> Page excerpt:
__________

THE HOWE WRITING INITIATIVE & LAWS, HALL & ASSOCIATES

The Howe Writing Initiative is a collaborative project between Miami University’s Department of English and the Richard T. Farmer School of Business Administration that is designed to enhance the quality of student writing in the School of Business Administration.  This initiative marks the RTFSBA as a national leader in its commitment to undergraduate education.  The HWI is a unique, innovative response to the increasing public and professional demands for improved writing skills.  The HWI assists both SBA professors in the teaching of writing and SBA students in the improvement of their writing skills.

During the past two years, the HWI has acted as writing consultants for Laws Hall, offering advice on all of the writing tasks, from the print ads to the text for the final presentation.  However, most of our energy is concentrated on helping you produce the final book.  For several reasons, the campaign book is the most important document that the client reads.

 

The Howe Writing Initiative is available to help you with this book and any of your writing for the campaign this semester.  If you would like us to look at drafts of your work, please bring a hard copy of your draft and meet us during our office hours, or email one of the Howe Team members to make an appointment. 

THINKING CAREFULLY ABOUT YOUR AUDIENCE FOR THE CAMPAIGN BOOK

The most important piece of general advice we can give you is this: consider your audience carefully. Our experience with the LHA project tells us that the better you’re able to imagine/know your intended audience, the better you’ll do in the competition.  This is not a simple task.  Here is some advice about building the book, the only document focused specifically at your target audience—the client.

·         Don’t confuse the target audience for the campaign with the reader of this document.  Your readers are the executives within the company who will be making the critical decision about the quality of your campaign via the book you’ve created for them.  In the case of Ford Racing, you will be writing to the marketing team as opposed to racing fans.

·         Know everything you can about your reader’s values.  Know the general company philosophy.  Know how they want to present themselves as an organization.  This is different from the research you’ve done on the target market.  View your client as your audience.  What language/jargon do they use and repeat?  Some of this information will have to come directly from published materials, literature, web sites, and so forth.  Some will come from inferences you make about the material you find.  Some will possibly come from what other people say about your client. 

·         Review and analyze your notes from the client’s presentation to LHA.  Your campaign must address the client’s specific wants/needs, as originally communicated.  Ask yourselves, “Does our campaign square with our client’s larger organizational ethics, goals, structures, philosophies?” In the case of Ford Motor Racing, you’ve focused your campaign on racing fans and encouraging membership in the Club.  Now, you’re writing a book to a readership whose ultimate goal is to sell more cars and trucks.

__________

> Material shown:
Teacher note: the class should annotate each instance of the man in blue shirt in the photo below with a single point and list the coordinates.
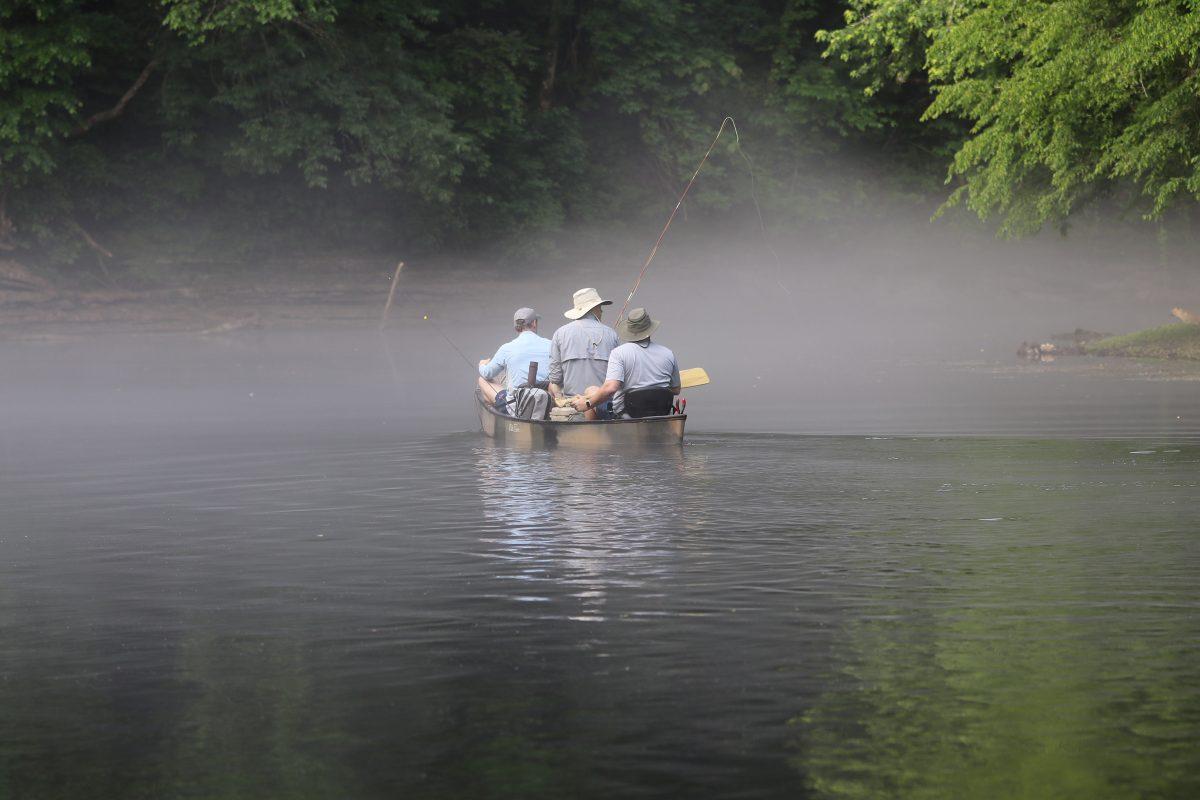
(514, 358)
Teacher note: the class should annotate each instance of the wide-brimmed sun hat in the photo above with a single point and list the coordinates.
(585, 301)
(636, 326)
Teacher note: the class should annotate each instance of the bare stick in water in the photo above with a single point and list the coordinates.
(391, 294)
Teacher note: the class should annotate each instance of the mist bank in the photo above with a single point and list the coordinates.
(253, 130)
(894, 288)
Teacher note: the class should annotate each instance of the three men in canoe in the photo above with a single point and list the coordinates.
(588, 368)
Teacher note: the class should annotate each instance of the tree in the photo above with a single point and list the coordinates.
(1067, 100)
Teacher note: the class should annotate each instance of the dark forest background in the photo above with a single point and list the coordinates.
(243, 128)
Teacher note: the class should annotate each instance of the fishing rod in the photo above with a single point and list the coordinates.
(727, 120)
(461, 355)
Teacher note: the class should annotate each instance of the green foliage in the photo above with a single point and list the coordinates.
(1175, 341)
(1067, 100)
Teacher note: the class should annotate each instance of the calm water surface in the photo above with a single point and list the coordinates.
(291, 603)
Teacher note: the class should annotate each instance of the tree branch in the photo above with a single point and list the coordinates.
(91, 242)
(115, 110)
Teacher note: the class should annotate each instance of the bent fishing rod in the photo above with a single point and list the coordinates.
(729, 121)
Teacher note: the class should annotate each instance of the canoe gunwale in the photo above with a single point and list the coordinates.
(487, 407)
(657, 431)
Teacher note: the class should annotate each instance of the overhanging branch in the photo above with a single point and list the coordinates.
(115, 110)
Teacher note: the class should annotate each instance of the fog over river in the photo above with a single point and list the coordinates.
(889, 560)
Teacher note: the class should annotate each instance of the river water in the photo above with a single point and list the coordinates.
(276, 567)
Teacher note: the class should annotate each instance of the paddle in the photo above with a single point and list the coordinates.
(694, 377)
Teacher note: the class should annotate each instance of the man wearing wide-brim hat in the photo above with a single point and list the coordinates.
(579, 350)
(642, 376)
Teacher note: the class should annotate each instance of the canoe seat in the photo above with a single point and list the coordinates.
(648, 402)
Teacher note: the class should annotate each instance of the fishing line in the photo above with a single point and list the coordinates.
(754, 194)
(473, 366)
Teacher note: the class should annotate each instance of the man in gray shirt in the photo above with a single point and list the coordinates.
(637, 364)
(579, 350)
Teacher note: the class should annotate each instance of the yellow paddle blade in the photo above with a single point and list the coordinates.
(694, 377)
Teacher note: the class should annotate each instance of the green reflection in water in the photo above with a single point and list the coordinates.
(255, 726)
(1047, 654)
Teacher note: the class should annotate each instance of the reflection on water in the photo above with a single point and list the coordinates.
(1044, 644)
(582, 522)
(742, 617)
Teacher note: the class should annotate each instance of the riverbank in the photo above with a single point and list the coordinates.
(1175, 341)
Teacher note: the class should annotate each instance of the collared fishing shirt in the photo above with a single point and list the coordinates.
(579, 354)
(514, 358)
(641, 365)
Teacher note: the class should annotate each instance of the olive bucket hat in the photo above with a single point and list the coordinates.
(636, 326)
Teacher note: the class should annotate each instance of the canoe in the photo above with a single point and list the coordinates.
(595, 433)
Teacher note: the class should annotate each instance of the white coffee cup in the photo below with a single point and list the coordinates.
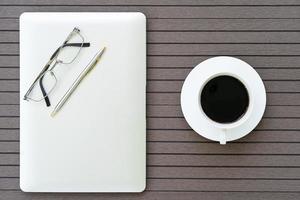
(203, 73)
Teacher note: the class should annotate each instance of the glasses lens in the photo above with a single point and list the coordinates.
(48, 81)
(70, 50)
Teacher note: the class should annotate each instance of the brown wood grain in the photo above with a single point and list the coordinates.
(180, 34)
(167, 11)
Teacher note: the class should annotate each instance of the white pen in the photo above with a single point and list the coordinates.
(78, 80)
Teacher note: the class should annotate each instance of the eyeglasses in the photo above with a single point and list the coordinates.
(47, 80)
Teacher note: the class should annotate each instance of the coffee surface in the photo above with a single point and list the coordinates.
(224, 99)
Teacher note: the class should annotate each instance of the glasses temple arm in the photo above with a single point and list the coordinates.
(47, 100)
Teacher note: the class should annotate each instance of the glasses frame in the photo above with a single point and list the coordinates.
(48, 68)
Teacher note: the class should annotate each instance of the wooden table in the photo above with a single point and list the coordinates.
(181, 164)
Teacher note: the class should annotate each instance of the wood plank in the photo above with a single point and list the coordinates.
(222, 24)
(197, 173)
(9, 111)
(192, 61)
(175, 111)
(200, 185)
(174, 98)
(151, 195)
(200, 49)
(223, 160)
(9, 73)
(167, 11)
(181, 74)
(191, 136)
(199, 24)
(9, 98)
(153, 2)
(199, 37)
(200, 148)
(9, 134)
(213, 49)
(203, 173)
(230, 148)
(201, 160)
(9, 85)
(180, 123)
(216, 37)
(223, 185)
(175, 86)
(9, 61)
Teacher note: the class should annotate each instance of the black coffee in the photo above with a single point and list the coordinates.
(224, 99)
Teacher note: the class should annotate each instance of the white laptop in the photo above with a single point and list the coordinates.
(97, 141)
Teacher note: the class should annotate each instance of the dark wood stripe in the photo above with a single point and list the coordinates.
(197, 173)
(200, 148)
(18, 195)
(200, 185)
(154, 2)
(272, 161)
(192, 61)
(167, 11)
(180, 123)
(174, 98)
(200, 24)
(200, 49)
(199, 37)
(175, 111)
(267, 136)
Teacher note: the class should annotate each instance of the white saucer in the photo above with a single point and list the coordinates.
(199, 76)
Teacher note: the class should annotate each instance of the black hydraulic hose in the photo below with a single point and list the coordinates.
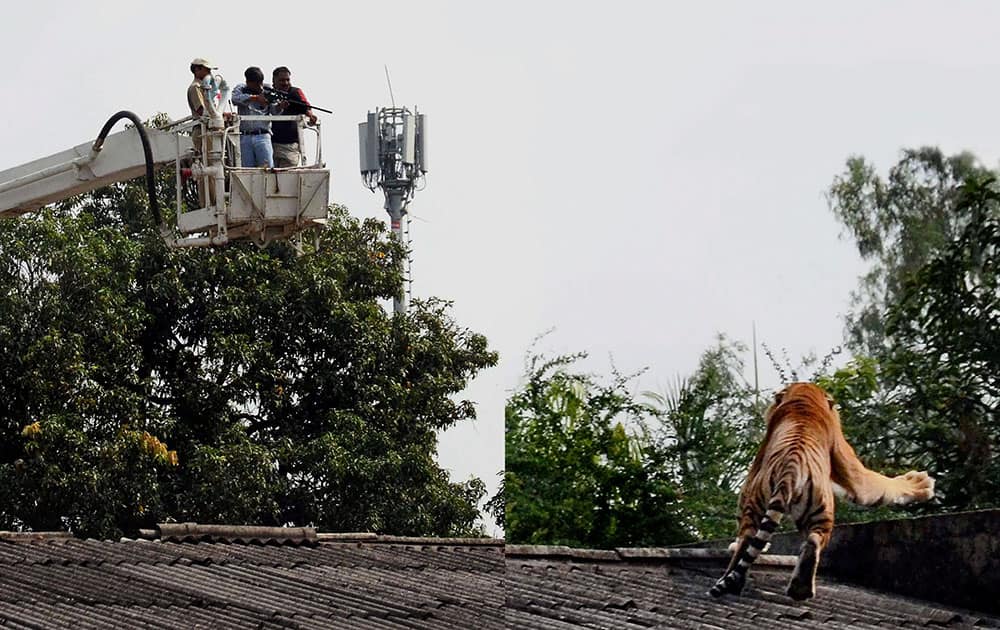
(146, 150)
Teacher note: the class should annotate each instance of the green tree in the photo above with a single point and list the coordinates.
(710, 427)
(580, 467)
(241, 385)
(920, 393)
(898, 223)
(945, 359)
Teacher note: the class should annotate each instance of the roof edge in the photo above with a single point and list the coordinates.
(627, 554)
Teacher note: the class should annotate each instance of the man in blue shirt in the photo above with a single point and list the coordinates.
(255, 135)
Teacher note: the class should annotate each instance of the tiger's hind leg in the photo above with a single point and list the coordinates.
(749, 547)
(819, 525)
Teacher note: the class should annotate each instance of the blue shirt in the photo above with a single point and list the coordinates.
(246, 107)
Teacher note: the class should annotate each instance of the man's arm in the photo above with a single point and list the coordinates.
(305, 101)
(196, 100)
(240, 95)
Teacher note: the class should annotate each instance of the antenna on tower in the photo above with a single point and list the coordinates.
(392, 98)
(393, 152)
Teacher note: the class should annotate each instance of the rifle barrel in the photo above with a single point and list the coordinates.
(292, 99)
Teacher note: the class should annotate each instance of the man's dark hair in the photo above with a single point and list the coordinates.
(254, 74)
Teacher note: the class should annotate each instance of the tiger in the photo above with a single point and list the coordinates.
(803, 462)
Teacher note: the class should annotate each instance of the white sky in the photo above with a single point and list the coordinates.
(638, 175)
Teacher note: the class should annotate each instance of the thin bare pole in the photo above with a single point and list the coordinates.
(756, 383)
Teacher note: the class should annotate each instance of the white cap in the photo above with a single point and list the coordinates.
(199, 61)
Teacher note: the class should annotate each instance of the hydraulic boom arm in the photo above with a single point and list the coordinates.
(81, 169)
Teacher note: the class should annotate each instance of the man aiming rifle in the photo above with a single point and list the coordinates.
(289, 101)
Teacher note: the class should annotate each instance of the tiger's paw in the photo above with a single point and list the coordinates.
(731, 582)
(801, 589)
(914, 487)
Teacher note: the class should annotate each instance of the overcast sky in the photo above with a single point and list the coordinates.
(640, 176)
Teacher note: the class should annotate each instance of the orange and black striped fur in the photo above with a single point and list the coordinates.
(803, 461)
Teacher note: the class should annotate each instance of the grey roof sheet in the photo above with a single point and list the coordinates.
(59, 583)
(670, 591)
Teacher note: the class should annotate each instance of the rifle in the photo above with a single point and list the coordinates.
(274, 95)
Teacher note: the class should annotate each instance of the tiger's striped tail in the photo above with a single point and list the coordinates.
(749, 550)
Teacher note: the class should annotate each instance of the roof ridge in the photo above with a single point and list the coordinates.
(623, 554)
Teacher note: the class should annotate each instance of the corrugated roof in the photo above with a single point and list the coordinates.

__________

> Given request: Echo the part of the Howe Writing Initiative guide that opens with the words containing "The Howe Writing Initiative is available" and closes with "make an appointment.", copying it word for word.

> Result:
The Howe Writing Initiative is available to help you with this book and any of your writing for the campaign this semester.  If you would like us to look at drafts of your work, please bring a hard copy of your draft and meet us during our office hours, or email one of the Howe Team members to make an appointment.